[本文]:
【音響設備ファイルVol.40】Billboard cafe & dining

日比谷公園に隣接する新スポット、東京ミッドタウン日比谷に、内外の有名アーティストの公演を手掛けてきたBillboard Liveがプロデュースするカフェ&ダイニングが誕生した。飲食だけでなく、DJやトーク・イベント、そしてもちろんライブまで楽しむことができるという新コンセプトの店舗にお邪魔して、その設備をチェックした。

フロアにコンソールを置かずにライブ対応

 今年3月に開業した、日比谷公園に隣接する東京ミッドタウン日比谷。昨年10周年を迎えたBillboard Live TOKYOが六本木・東京ミッドタウン内にあることが縁で、この新スポットに系列店としてBillboard cafe & diningが誕生することとなった。Billboard各店舗の運営を行う阪神コンテンツリンクの上席部長、松峯真一氏はこう語る。

 「ここ日比谷は劇場も多く、東京ミッドタウン日比谷内にもTOHOシネマズ日比谷があり、芸術と文化にかかわるお客様がいらっしゃるエリア。ライブができる店舗という前提ですが、Billboard Live TOKYO/OSAKAのような形態とは違った、よりカジュアルな形で、新しい音楽の楽しみ方をしていただける店舗にしたいと考えました」

 松峯氏の言う“カジュアルさ”は、熱心な音楽ファンにも、そうでない人にも、音楽との新しい接点となれるような空間のことのようだ。氏はこう続ける。

 「良い音を聴けるお店というのがまず第一にありました。飲食店でも、良い音で音楽が聴けるお店は多くありません。おしゃれでおいしいお店はたくさんあるけれども、音にまでこだわった店は少ないと考えました。もちろんミュージック・バーのような業態もありますが、ハードルが高いと感じる方が多いのも事実で、そうした垣根の無い店舗を目指して、Billboard cafe & diningをスタートしました」

 音響面のコーディネートを手掛けたのは、Billboard Live TOKYOでも実績のあるソードクリエイティブの剱菱一郎氏。ポイントの一つが、あえてステージを設けなかったことだそう。

 「Billboard Live TOKYOのように大きな空間と大きなステージであれば別ですが、メンバーがステージに乗り切らない場合はどうしたらいいか。またライブが無いときにはデッド・スペースになってしまいます。それを考えてステージの無いフラットな形にしました。結果として、お客様と出演者が同じ空間を共有する形になって良かったと思います」

[提供情報]:
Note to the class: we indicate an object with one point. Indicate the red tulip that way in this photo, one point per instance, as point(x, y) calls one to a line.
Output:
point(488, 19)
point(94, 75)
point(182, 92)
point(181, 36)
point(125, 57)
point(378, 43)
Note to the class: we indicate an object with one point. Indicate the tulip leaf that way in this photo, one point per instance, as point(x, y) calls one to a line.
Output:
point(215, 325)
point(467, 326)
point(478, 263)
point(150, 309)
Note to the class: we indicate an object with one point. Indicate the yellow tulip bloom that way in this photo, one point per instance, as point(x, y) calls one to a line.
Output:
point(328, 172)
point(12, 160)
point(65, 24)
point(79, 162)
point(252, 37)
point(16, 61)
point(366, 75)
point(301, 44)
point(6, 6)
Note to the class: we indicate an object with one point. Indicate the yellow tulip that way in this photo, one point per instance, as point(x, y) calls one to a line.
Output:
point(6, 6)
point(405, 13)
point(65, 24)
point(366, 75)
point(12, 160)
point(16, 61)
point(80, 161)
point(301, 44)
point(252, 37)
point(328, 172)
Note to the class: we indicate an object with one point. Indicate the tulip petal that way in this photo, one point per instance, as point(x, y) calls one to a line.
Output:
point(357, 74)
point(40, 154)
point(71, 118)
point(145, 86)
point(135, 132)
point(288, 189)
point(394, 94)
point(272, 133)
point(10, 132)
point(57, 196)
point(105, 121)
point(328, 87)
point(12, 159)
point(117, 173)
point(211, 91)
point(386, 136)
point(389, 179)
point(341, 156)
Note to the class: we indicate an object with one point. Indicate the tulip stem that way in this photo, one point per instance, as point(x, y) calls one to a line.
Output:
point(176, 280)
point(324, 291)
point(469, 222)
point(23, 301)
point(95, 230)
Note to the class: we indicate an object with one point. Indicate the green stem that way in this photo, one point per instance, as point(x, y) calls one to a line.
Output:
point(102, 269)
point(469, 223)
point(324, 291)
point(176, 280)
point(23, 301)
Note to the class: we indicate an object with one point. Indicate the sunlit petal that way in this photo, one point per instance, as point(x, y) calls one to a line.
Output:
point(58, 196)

[練習課題]: 本文の「日比谷公園に隣接する新スポッ」から「て、その設備をチェックした。」までを、末尾の語句も含めて書き出し、その中の「カフェ&ダイニング」を「レストラン」に変更せよ。

[出力結果]:
日比谷公園に隣接する新スポット、東京ミッドタウン日比谷に、内外の有名アーティストの公演を手掛けてきたBillboard Liveがプロデュースするレストランが誕生した。飲食だけでなく、DJやトーク・イベント、そしてもちろんライブまで楽しむことができるという新コンセプトの店舗にお邪魔して、その設備をチェックした。